Provided material.
- Opening Delimiter -

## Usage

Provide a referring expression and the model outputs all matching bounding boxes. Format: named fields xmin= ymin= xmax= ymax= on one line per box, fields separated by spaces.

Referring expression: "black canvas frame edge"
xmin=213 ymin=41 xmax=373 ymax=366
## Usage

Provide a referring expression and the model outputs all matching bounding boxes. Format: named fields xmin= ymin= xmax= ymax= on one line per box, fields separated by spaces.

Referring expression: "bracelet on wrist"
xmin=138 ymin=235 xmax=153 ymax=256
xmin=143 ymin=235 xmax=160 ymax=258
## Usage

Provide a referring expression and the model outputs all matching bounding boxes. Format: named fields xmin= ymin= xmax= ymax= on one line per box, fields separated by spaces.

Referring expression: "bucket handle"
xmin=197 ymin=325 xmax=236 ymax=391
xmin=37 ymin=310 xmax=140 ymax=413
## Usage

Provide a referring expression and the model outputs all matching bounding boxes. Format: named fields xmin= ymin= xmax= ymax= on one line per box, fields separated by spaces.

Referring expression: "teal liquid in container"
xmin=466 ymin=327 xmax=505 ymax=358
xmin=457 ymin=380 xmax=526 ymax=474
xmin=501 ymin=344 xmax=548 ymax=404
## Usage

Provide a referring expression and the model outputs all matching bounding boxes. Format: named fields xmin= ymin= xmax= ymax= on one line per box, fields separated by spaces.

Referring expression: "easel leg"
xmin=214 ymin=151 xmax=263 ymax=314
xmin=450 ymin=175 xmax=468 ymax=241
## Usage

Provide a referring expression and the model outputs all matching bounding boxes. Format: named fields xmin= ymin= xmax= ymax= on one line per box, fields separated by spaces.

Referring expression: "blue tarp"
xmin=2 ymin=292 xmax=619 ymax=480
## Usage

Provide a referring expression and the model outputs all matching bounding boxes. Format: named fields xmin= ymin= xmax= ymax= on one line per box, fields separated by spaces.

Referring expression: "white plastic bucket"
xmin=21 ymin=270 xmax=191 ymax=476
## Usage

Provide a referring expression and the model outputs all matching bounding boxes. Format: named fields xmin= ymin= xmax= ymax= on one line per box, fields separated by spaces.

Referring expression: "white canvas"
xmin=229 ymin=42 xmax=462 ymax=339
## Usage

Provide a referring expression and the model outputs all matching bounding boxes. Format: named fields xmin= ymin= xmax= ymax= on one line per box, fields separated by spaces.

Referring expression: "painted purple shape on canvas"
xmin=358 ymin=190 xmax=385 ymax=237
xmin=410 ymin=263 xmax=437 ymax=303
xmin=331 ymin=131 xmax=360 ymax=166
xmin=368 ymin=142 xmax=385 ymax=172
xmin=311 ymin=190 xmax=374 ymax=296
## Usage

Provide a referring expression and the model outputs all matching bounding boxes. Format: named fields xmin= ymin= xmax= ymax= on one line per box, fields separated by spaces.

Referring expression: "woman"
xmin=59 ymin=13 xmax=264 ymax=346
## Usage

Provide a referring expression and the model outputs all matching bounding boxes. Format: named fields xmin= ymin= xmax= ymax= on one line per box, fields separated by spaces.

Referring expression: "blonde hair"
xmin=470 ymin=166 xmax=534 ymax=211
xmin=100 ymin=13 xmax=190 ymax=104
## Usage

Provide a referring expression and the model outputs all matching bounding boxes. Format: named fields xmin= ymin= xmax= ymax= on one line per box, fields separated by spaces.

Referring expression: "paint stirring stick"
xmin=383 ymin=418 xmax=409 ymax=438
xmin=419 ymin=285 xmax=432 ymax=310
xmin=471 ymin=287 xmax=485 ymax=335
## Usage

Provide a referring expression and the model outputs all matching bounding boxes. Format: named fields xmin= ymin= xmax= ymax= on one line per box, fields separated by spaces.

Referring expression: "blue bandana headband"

- Closing Delimiter -

Your reply must be the entries above, returned word for word.

Exercise response.
## Usage

Provide a referring expression and the model outputs all matching bounding boxes. Format: named fields xmin= ymin= xmax= ymax= on one line per box, fields separated by spaces.

Referring expression: "black canvas frame edge"
xmin=213 ymin=41 xmax=373 ymax=366
## Usage

Provide a referring expression and the model outputs all matching bounding boxes. Format: named fields xmin= ymin= xmax= ymax= on one line per box, fields separated by spaces.

Referring expression: "bracelet on wrist"
xmin=138 ymin=235 xmax=153 ymax=256
xmin=143 ymin=235 xmax=160 ymax=258
## Usage

Provide a referring expression and the model outputs all matching bounding boxes. Format: named fields xmin= ymin= xmax= ymax= on one line per box, fields separated by spaces.

Referring expression: "bucket handle"
xmin=197 ymin=325 xmax=236 ymax=391
xmin=37 ymin=310 xmax=140 ymax=413
## Usage

Provide a referring expression and the model outputs all matching bounding boxes. Format: named fields xmin= ymin= xmax= ymax= on one line per box, fields separated by spaces.

Referring expression: "teal liquid in container"
xmin=466 ymin=327 xmax=505 ymax=358
xmin=457 ymin=380 xmax=526 ymax=474
xmin=501 ymin=344 xmax=548 ymax=404
## Usage

Provide a referring expression and the model outputs all matching bounding boxes. Format: named fields xmin= ymin= xmax= ymax= on one line per box, fields separated by spaces.

Referring expression: "easel leg"
xmin=214 ymin=151 xmax=263 ymax=314
xmin=450 ymin=175 xmax=468 ymax=241
## Usage

Provide a referring expression and the model outputs all matching bounding boxes. Format: named fields xmin= ymin= xmax= ymax= on one line per box, fields separated by spaces.

Referring expression: "blue tarp"
xmin=2 ymin=292 xmax=619 ymax=480
## Usage

Provide a referring expression and the model outputs all matching bounding boxes. Format: named fields xmin= ymin= xmax= ymax= on one line per box, fields separated by spaces.

Referring expression: "white plastic bucket"
xmin=21 ymin=270 xmax=191 ymax=476
## Usage

Provide a referring expression and the model outputs all matching bounding boxes. Format: named fields xmin= ymin= xmax= ymax= on one line per box, fields separated by spaces.

Referring expression: "white canvas"
xmin=229 ymin=42 xmax=462 ymax=339
## Usage

Provide a referring expression and the model outputs all matching bounding boxes. Format: named fields xmin= ymin= xmax= ymax= on one line per box, fields separated by spaces.

Referring expression: "painted purple shape on canvas"
xmin=358 ymin=190 xmax=385 ymax=237
xmin=410 ymin=263 xmax=437 ymax=303
xmin=331 ymin=131 xmax=360 ymax=166
xmin=368 ymin=142 xmax=385 ymax=172
xmin=311 ymin=190 xmax=374 ymax=296
## Usage

Provide a referring expression and the model outputs all matching bounding boxes. Format: named fields xmin= ymin= xmax= ymax= on one line per box, fields separated by spaces.

Referring expression: "woman"
xmin=59 ymin=13 xmax=264 ymax=346
## Usage

Provide a referring expression and the model outputs all matching bounding boxes. Format: named fields xmin= ymin= xmax= ymax= on one line per box, fields separated by spaces.

Referring expression: "blonde hair"
xmin=470 ymin=166 xmax=534 ymax=211
xmin=100 ymin=13 xmax=190 ymax=104
## Usage

Provide a referring expression and the model outputs all matching bounding boxes. Format: named fields xmin= ymin= xmax= ymax= on one line per box, fields separated by spaces.

Referring expression: "paint stirring stick"
xmin=383 ymin=418 xmax=409 ymax=438
xmin=419 ymin=285 xmax=432 ymax=310
xmin=471 ymin=287 xmax=485 ymax=335
## Usage

Provide a referring expression and the model outputs all matching bounding boxes. Format: named fields xmin= ymin= xmax= ymax= on one line per box, fields separated by spaces.

Referring expression: "blue bandana headband"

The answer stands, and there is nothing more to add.